*** Block opens ***
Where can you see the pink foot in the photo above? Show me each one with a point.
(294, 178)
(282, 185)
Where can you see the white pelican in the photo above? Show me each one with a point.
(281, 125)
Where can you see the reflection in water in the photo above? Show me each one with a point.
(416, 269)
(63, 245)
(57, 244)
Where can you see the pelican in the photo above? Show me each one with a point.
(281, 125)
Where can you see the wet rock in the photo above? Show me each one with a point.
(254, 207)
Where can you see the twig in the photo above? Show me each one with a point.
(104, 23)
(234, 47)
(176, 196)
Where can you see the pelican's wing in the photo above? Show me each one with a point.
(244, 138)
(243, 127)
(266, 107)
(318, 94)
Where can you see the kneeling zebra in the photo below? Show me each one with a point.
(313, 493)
*** Block closes ***
REQUIRED WORK |
Your answer must consist solely of the lines from the one containing "Where can you see the twig" through the last line of the entries, reproduced exactly.

RESULT OF THIS EXERCISE |
Where can you see the twig in the photo above? Show me each one with a point.
(104, 23)
(234, 47)
(176, 196)
Where can you see the pelican's wing in the photo above? Show me each one with a point.
(244, 138)
(243, 127)
(266, 107)
(318, 94)
Where can you see the kneeling zebra in the photo below? Show me each one with a point.
(313, 493)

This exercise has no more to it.